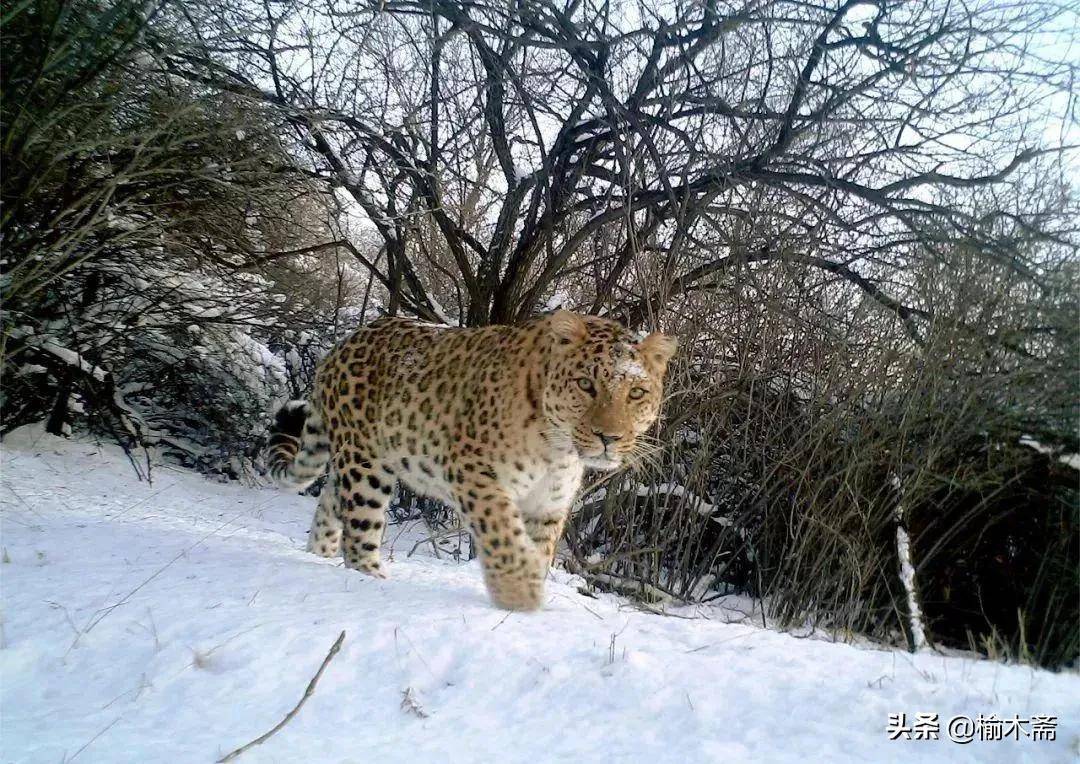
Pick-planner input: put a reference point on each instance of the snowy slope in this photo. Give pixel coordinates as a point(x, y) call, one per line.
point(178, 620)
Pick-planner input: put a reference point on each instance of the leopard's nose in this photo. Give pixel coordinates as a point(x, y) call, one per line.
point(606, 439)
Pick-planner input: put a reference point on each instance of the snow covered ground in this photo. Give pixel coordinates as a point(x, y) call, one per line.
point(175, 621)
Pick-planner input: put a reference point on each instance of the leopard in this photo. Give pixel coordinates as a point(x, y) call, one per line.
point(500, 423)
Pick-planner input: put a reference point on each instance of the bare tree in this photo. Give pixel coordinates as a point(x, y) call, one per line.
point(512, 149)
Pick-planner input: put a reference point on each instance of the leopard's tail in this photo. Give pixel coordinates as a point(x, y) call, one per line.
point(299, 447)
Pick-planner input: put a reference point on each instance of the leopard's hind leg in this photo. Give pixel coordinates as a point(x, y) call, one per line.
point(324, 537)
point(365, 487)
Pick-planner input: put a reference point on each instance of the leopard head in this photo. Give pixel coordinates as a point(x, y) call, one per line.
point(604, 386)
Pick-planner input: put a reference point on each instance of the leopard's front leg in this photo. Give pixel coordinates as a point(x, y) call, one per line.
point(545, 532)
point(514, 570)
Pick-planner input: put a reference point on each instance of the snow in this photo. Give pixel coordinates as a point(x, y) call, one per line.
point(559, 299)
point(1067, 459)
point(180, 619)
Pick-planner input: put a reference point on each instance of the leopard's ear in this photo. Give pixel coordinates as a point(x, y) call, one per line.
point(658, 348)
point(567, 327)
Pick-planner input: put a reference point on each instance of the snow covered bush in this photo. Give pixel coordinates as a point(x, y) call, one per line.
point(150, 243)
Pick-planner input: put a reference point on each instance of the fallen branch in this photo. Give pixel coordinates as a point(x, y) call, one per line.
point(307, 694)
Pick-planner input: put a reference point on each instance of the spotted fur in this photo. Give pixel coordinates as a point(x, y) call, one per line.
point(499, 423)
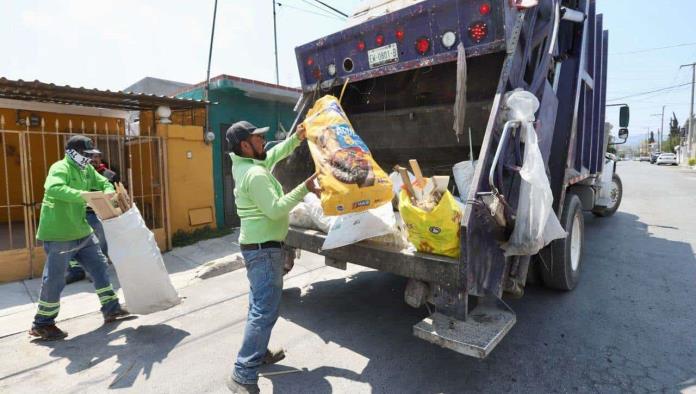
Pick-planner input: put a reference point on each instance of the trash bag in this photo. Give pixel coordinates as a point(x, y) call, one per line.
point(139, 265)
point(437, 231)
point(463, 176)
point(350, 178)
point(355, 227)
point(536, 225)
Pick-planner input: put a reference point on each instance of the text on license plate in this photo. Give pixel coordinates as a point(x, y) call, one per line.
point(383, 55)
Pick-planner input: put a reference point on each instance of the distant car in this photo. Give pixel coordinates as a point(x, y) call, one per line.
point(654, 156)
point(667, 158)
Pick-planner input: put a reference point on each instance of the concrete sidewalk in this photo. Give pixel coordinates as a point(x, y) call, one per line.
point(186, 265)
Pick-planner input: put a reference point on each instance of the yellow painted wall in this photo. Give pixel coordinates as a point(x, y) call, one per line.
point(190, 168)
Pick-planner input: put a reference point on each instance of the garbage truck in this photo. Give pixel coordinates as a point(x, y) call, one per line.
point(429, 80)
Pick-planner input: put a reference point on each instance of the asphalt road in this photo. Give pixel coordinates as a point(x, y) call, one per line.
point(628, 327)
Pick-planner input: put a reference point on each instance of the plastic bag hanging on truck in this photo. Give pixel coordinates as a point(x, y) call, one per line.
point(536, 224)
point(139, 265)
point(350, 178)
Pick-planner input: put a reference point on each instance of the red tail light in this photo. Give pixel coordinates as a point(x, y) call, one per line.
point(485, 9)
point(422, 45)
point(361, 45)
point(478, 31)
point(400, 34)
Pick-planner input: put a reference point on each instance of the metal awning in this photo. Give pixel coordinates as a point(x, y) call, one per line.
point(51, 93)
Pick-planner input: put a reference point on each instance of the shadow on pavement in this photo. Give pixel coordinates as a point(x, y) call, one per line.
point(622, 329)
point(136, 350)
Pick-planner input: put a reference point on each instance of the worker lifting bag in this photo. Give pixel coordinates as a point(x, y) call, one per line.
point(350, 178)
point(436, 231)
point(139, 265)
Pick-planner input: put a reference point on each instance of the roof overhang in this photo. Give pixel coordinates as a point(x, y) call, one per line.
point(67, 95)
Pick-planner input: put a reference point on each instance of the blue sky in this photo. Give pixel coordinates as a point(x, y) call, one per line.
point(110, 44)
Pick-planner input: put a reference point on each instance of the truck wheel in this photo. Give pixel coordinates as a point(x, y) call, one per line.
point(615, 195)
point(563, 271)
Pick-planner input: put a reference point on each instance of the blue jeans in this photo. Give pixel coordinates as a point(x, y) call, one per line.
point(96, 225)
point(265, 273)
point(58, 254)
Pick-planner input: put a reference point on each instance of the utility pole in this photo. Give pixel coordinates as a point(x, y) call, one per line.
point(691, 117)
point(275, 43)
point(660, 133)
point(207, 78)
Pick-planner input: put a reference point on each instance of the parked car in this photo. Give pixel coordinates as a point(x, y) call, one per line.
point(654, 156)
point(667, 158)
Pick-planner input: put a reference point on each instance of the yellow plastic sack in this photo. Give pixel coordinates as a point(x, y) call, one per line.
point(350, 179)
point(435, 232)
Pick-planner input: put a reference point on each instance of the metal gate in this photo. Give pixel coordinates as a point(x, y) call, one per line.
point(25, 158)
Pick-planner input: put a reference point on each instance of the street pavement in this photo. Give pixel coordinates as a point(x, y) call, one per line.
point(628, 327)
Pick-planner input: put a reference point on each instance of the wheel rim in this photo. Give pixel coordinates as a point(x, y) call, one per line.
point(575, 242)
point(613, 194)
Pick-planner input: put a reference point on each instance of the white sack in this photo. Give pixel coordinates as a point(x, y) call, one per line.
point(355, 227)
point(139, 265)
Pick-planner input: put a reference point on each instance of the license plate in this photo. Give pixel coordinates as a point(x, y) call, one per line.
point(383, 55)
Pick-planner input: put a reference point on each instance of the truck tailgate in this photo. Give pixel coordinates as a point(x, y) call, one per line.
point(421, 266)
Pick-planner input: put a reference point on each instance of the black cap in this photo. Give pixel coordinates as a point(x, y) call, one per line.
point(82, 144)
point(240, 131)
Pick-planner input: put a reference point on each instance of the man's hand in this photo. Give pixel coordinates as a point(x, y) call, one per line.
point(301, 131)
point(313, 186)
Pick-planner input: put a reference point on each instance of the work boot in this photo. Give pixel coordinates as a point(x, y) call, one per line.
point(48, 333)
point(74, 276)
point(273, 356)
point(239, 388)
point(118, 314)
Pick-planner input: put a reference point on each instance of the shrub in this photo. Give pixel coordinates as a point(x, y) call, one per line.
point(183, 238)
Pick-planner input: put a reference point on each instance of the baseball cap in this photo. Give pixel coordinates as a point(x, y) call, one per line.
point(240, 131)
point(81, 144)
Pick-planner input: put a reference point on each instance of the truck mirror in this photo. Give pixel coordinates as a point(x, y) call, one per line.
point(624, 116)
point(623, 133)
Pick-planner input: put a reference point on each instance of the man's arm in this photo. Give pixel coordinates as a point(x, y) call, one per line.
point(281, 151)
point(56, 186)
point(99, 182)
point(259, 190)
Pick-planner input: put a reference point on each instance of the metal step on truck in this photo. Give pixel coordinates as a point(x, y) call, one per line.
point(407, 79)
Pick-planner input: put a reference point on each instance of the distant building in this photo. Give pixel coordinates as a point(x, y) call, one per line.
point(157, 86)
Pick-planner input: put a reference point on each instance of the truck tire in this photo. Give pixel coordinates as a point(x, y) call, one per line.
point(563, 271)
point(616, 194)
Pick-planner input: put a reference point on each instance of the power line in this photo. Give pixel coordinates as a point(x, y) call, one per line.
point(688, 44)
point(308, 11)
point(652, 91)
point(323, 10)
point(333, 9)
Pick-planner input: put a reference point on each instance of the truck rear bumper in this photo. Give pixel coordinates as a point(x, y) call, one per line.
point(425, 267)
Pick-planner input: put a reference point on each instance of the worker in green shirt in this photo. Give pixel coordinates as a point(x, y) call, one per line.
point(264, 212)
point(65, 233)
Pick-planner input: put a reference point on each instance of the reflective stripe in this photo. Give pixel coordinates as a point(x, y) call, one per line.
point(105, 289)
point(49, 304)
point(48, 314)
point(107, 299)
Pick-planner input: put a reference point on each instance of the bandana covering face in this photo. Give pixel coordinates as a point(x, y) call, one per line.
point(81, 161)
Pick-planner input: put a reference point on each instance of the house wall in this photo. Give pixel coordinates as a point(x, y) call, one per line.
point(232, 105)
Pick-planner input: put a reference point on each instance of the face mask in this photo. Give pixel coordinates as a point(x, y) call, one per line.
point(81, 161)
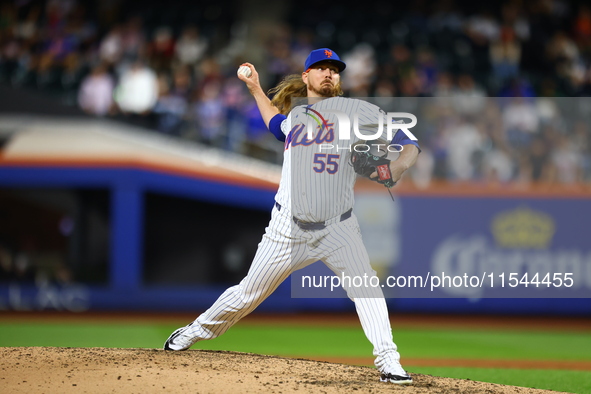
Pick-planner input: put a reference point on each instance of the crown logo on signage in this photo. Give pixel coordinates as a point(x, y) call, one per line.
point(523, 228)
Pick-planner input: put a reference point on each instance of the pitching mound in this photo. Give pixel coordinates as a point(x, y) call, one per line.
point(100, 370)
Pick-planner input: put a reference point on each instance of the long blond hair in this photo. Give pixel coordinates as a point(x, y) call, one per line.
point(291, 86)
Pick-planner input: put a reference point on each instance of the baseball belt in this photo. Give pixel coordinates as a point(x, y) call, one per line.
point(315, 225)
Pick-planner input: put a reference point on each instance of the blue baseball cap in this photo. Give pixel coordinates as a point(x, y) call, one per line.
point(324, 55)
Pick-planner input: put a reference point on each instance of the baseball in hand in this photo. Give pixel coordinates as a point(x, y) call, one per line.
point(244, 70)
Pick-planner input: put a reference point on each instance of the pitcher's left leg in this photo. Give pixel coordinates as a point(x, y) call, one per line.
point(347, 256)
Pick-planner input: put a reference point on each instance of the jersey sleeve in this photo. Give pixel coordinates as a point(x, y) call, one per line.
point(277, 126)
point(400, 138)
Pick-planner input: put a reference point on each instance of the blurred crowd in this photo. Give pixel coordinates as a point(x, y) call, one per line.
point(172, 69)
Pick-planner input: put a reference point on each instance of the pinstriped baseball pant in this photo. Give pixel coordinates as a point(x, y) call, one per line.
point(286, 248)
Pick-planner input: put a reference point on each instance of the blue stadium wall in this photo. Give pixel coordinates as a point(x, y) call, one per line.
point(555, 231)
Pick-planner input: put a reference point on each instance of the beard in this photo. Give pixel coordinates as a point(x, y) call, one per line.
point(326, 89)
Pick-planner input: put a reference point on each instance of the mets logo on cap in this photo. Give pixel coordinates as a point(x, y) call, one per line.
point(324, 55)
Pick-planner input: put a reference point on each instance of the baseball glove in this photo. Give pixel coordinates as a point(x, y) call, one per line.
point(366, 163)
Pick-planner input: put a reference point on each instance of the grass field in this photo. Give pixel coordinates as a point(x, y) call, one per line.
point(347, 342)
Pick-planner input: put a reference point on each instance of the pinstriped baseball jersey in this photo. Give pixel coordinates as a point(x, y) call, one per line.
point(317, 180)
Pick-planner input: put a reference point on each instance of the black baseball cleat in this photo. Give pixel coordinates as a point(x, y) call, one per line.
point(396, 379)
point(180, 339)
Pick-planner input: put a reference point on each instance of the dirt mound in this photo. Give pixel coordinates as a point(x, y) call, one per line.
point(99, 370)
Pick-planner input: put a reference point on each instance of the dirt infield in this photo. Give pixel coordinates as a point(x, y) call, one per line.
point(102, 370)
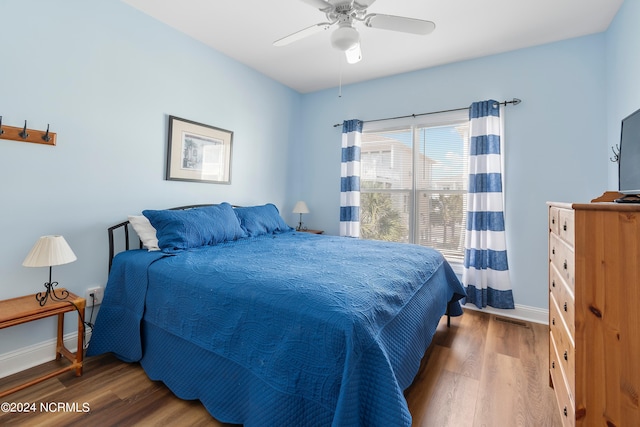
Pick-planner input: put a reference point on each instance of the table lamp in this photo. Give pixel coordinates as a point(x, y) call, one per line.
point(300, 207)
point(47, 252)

PROBLEM STATEMENT: Reproduce the records from the line with "the distant car" up to and including the line with "point(186, 265)", requests included, and shift every x and y coordinate in the answer points by -49.

THE ANSWER:
Pick-planner input: put a reference point on each instance of the distant car in this photo. Give pixel coordinates as a point(x, y) call, one per line.
point(605, 107)
point(618, 109)
Pick-planner input: put a reference point on each instance of the concrete sidewalk in this photo. Give pixel coordinates as a point(x, y) call, one per line.
point(137, 216)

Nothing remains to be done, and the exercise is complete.